Records excerpted from a collection:
▼

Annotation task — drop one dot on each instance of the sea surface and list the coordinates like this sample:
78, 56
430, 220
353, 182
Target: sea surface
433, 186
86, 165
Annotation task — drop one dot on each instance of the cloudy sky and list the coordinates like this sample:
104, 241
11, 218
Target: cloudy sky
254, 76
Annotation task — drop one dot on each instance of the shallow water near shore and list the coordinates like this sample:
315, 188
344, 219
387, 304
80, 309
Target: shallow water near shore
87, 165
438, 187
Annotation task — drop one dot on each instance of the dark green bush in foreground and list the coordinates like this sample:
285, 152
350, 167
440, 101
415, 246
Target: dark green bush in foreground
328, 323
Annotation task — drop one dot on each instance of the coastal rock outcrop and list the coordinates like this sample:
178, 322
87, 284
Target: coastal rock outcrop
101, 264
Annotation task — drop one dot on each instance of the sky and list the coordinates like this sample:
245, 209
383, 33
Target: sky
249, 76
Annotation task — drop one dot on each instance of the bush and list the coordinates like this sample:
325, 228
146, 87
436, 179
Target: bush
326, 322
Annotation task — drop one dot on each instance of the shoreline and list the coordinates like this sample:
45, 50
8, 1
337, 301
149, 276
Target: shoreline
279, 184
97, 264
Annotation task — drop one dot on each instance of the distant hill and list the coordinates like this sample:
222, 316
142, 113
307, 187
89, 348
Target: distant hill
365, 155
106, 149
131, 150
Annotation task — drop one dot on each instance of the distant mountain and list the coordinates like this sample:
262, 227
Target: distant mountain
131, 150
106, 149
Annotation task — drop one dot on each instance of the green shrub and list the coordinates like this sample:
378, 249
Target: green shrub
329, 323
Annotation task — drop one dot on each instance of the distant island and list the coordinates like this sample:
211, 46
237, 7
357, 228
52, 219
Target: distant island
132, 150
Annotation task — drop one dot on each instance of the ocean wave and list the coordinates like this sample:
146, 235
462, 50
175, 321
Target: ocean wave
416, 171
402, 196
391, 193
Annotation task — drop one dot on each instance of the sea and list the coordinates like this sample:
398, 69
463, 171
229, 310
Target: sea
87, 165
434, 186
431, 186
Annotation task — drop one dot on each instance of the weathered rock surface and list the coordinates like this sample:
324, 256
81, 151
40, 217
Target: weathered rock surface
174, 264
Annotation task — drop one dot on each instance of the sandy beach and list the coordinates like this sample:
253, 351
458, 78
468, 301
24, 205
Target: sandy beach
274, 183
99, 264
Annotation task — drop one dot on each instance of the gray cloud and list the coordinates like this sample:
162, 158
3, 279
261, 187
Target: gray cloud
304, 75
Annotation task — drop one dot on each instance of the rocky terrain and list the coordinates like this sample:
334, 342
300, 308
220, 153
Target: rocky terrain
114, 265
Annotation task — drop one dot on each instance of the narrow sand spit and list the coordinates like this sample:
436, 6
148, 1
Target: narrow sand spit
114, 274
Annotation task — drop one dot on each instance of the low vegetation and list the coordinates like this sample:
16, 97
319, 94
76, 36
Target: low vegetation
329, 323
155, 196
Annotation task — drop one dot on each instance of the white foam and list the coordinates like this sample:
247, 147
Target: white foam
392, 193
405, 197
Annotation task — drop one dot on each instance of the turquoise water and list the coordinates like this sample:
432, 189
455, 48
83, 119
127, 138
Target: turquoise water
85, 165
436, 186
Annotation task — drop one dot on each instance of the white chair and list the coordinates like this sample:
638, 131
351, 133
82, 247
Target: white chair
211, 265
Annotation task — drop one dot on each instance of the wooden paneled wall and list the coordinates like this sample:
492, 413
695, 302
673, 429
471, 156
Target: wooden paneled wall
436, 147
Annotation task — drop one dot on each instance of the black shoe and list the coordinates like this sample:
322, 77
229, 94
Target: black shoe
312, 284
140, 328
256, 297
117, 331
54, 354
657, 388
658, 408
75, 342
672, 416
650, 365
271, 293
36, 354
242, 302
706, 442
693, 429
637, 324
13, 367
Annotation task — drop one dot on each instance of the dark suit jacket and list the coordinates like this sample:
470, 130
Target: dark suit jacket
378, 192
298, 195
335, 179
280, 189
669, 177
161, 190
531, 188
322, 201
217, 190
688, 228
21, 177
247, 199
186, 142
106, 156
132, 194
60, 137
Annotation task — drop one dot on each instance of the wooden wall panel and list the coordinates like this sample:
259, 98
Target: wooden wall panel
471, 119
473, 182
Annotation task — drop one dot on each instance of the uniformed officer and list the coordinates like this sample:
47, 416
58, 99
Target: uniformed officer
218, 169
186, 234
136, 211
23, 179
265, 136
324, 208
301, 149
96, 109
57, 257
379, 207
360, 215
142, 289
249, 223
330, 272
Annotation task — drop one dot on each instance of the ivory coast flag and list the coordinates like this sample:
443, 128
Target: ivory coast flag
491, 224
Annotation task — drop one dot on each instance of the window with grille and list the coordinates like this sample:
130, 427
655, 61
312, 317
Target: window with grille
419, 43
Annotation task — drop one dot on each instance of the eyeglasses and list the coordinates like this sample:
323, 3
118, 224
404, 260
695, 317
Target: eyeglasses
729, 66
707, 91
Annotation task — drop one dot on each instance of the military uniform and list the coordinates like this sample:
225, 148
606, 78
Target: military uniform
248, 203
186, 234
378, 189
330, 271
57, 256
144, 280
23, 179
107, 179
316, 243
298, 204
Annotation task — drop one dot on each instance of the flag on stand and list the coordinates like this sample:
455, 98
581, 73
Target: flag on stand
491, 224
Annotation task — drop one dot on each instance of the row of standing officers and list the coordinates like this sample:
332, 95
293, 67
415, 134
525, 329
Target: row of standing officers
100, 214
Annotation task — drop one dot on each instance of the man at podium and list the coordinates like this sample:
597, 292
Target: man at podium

▲

Your objective -
Only lines holding the word "podium" belong in the answer; copy all of them from the records.

Written answer -
Annotation task — drop one dot on each instance of the man at podium and list the coordinates like this sample:
Target: man at podium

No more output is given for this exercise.